## SHORT TASK A
In the Ars Victor: Tour of Duty post, revise the passage that begins at the words "My initial pass" and stops after "terrain-heavy or terrain-light.", giving it again with "deck of cards" replaced by "stack of cards".

## GIVEN TEXT
I’m still constantly amazed at how much designs can be improved by removing things, rather than adding things. I’ve had another lesson in minimalism during my design of Ars Victor: Tour of Duty.

What is Ars Victor: Tour of Duty?

From the beginning, I’ve had a number of expansions planned for Ars Victor. One of those ideas is Ars Victor: Tour of Duty. Because a single game of Ars Victor can be played in less than an hour, the notion was to create a ‘campaign game’ expansion that let multiple people play multiple interrelated games.

The focus of this expansion was not to add additional content to the battlefield, but to create a context within which Ars Victor could be played. It’s sort of the tabletop equivalent to the “Total War” series of computer games: you have a strategic game where you’re mustering your armies, and a tactical game where you slug it out in the mud.

My initial pass at the design involved a deck of cards and a map. The idea was that two sides would fight back and forth over a contested front, and eventually triumph by taking the enemy capital. The cards represented fixed allocations of units that got distributed amongst multiple players on the same team. The location of the battle on the strategic map influenced the board setup towards terrain-heavy or terrain-light.

First Tests: Could Be Better

This worked fairly well in playtest, but a few things jumped out at me:

  • It didn’t scale with the number of players. Yes, you could technically play a 2-player game of this, and just have the same two players fight each battle on each front. But it was really designed for a six-player (two teams of three) matchup.

## Dataset rows
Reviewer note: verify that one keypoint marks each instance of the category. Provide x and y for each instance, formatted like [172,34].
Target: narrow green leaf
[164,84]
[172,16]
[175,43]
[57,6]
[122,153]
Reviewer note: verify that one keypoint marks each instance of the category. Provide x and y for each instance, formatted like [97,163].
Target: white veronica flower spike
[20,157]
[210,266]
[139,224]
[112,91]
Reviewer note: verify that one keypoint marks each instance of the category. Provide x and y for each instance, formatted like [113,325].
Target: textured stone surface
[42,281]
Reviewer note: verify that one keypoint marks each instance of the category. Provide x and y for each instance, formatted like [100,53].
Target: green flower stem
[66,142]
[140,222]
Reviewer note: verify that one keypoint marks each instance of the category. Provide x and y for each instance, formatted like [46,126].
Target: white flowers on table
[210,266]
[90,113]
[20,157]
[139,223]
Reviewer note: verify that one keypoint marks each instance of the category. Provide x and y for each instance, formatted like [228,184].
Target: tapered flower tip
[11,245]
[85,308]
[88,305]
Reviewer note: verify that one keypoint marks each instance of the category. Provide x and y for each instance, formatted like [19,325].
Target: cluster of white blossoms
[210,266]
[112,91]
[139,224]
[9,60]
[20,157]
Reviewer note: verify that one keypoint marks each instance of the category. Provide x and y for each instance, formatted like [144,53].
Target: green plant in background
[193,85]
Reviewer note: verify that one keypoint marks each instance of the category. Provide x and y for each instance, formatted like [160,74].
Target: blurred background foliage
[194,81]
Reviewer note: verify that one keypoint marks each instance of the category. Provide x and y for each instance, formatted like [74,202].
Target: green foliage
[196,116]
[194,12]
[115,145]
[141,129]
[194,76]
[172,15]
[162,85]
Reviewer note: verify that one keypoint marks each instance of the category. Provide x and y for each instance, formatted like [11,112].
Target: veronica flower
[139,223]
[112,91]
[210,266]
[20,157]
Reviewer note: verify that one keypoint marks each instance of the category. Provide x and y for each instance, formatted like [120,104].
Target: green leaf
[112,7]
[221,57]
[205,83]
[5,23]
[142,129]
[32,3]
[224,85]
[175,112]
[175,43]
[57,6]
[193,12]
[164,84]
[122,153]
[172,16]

## SHORT TASK B
Reproduce the records verbatim, beginning at the line that has "formatted like [74,202]." and stopping after the final line of the records.

## REPLY A
My initial pass at the design involved a stack of cards and a map. The idea was that two sides would fight back and forth over a contested front, and eventually triumph by taking the enemy capital. The cards represented fixed allocations of units that got distributed amongst multiple players on the same team. The location of the battle on the strategic map influenced the board setup towards terrain-heavy or terrain-light.

## REPLY B
Reviewer note: verify that one keypoint marks each instance of the category. Provide x and y for each instance, formatted like [74,202].
Target: green foliage
[196,116]
[194,12]
[115,145]
[141,129]
[194,76]
[172,15]
[162,85]
Reviewer note: verify that one keypoint marks each instance of the category. Provide x and y for each instance, formatted like [11,112].
Target: veronica flower
[139,223]
[112,91]
[210,266]
[20,157]
Reviewer note: verify that one keypoint marks each instance of the category. Provide x and y for each instance, formatted like [120,104].
Target: green leaf
[112,7]
[221,57]
[205,83]
[5,23]
[142,129]
[32,3]
[224,85]
[175,112]
[175,43]
[57,6]
[193,12]
[164,84]
[122,153]
[172,16]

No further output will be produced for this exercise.